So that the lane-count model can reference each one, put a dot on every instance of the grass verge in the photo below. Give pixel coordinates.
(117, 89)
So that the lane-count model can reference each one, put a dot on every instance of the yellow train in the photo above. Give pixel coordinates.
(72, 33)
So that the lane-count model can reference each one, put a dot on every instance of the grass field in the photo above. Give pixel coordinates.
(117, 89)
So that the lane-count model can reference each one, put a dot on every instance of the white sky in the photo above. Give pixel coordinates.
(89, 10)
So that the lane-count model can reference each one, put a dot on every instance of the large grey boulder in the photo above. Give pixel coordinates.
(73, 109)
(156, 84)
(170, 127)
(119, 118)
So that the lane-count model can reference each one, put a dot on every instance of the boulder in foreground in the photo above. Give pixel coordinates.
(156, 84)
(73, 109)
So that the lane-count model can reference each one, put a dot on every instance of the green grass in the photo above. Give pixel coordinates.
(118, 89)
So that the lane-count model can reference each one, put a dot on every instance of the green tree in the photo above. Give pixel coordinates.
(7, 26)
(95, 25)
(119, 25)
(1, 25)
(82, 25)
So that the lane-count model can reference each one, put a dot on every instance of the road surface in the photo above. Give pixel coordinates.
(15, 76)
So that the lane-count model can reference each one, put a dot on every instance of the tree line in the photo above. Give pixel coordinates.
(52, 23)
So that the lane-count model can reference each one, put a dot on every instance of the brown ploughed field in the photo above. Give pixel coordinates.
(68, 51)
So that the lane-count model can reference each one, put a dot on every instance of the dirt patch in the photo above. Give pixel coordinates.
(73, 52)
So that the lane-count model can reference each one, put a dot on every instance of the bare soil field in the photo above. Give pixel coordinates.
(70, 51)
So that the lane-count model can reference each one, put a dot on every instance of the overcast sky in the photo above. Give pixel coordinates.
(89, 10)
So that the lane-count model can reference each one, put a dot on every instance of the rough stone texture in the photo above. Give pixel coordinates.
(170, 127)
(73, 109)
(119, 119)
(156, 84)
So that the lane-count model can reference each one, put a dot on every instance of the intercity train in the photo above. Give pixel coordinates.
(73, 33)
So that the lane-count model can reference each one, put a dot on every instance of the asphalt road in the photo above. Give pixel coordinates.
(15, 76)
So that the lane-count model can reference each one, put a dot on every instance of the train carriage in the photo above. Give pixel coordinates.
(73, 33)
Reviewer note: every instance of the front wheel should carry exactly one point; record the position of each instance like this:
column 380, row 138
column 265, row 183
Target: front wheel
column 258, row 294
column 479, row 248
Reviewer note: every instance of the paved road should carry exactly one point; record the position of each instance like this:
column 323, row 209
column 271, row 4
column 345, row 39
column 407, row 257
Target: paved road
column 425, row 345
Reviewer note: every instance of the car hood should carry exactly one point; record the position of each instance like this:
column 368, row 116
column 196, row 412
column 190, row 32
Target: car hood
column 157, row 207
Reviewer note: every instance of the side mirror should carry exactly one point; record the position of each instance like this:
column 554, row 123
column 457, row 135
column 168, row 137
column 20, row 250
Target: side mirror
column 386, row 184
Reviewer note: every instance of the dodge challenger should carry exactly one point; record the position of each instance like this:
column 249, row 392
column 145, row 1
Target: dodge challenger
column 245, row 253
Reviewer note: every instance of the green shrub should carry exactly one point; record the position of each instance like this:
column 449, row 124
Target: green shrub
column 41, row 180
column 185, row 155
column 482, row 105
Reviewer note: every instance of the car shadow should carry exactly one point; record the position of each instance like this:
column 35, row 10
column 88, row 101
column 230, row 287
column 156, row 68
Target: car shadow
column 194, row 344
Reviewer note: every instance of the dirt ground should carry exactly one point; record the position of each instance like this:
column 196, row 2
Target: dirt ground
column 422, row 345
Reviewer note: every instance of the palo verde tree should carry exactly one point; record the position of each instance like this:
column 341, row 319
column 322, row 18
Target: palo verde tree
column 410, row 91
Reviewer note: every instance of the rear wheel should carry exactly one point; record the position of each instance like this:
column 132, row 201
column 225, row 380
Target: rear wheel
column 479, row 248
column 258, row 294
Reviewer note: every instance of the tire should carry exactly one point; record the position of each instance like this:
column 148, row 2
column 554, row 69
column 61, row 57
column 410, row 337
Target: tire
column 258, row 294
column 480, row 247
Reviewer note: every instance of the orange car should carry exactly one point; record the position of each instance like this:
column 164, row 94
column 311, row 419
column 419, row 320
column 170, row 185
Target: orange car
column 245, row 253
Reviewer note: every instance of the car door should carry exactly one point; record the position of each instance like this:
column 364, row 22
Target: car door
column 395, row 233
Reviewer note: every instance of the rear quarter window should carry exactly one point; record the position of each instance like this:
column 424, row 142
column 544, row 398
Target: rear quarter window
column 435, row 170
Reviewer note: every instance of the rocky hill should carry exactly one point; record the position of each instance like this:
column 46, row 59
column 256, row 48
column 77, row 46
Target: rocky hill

■ **TASK**
All of the entries need to be given again, word for word.

■ **SOLUTION**
So that the lane-count model can reference each one, put a dot on every instance of the grass verge in the photo below. Give pixel coordinates.
(117, 89)
So that the lane-count model can reference each one, put a dot on every instance of the yellow train in the photo above. Give pixel coordinates.
(72, 33)
So that the lane-count model can reference each one, put a dot on every instance of the grass field in the photo above. Give pixel coordinates.
(117, 89)
So that the lane-count model can reference each one, put a dot on every instance of the white sky in the photo above. Give pixel coordinates.
(89, 10)
So that the lane-count model can reference each one, put a dot on every instance of the large grey boulder in the photo above. Give pixel coordinates.
(73, 109)
(156, 84)
(170, 127)
(119, 118)
So that the lane-count model can reference each one, put a dot on every instance of the boulder in foreground in the photo above. Give pixel coordinates.
(156, 84)
(73, 109)
So that the lane-count model can reference each one, put a dot on every instance of the green grass in the photo above. Give pixel coordinates.
(118, 89)
So that the lane-count model can reference each one, put a dot on every instance of the green tree in the photo above. Give pixel coordinates.
(7, 26)
(95, 25)
(119, 25)
(1, 25)
(82, 25)
So that the lane-count model can reference each one, put a dot on every instance of the road surface in the photo above. Give pixel coordinates.
(15, 76)
So that the lane-count model can reference each one, put a dot on every instance of the tree line in the photo above. Give pixel coordinates.
(52, 23)
So that the lane-count model can reference each one, put a dot on every instance of the brown ploughed field in the photo above. Give pixel coordinates.
(68, 51)
So that the lane-count model can reference each one, put a dot on every instance of the dirt patch in the photo above. Give pixel coordinates.
(73, 52)
So that the lane-count model can reference each one, put a dot on every instance of the bare soil field in the photo above. Give pixel coordinates.
(70, 51)
So that the lane-count model can reference each one, put a dot on every instance of the overcast sky in the photo above. Give pixel coordinates.
(89, 10)
So that the lane-count model can reference each one, put a dot on every instance of the rough stone texture in the photo above. Give pixel coordinates.
(170, 127)
(73, 109)
(119, 119)
(156, 84)
So that the lane-count model can reference each one, put a dot on every instance of the intercity train in the photo above. Give pixel coordinates.
(73, 33)
So that the lane-count model can reference each one, put a dot on every instance of the asphalt road in the photo above. Give pixel coordinates.
(15, 76)
So that the lane-count model can reference each one, put a dot on every instance of the train carriage in the photo above. Give pixel coordinates.
(73, 33)
Reviewer note: every instance of the front wheel should carry exactly one point; record the position of each instance like this:
column 380, row 138
column 265, row 183
Target: front wheel
column 258, row 294
column 479, row 248
Reviewer note: every instance of the paved road should carry exactly one point; record the position of each instance like this:
column 323, row 209
column 271, row 4
column 345, row 39
column 407, row 257
Target: paved road
column 425, row 345
Reviewer note: every instance of the car hood should carry exactly one point; record the position of each instance like this:
column 368, row 116
column 196, row 412
column 190, row 32
Target: car hood
column 157, row 207
Reviewer note: every instance of the side mirror should carry exactly one point; record the position of each instance like this:
column 554, row 123
column 457, row 135
column 168, row 137
column 20, row 250
Target: side mirror
column 386, row 184
Reviewer note: every instance of the dodge challenger should carry exactly one point; record the position of each instance like this:
column 249, row 392
column 145, row 1
Target: dodge challenger
column 245, row 253
Reviewer note: every instance of the green shrub should carry exactly one point; record the position of each instance like this:
column 449, row 124
Target: green shrub
column 41, row 180
column 185, row 155
column 482, row 105
Reviewer note: every instance of the car shadow should carry exactly one point; record the position of each instance like this:
column 35, row 10
column 88, row 101
column 230, row 287
column 156, row 68
Target: car shadow
column 194, row 344
Reviewer note: every instance of the dirt ground should carry exactly one point; record the position of each instance like this:
column 196, row 2
Target: dirt ground
column 422, row 345
Reviewer note: every instance of the palo verde tree should carry exactly one point; record the position of each instance like this:
column 341, row 319
column 322, row 18
Target: palo verde tree
column 410, row 91
Reviewer note: every instance of the rear wheel should carry exactly one point; record the position of each instance like this:
column 132, row 201
column 225, row 380
Target: rear wheel
column 479, row 248
column 258, row 294
Reviewer note: every instance of the tire should carry exactly one point; record the position of each instance like this:
column 148, row 2
column 554, row 69
column 61, row 57
column 410, row 337
Target: tire
column 258, row 294
column 480, row 247
Reviewer note: every instance of the orange car should carry exactly one point; record the position of each instance like this:
column 164, row 94
column 311, row 419
column 419, row 320
column 170, row 185
Target: orange car
column 245, row 253
Reviewer note: every instance of the car door should carry exactly one point; record the position of each instance like this:
column 364, row 22
Target: car door
column 395, row 233
Reviewer note: every instance of the rear quarter window should carry exactly one point; record the position of each instance like this:
column 424, row 142
column 544, row 398
Target: rear quarter window
column 435, row 170
Reviewer note: every instance of the rocky hill should carry exactly one point; record the position of each instance like this:
column 46, row 59
column 256, row 48
column 77, row 46
Target: rocky hill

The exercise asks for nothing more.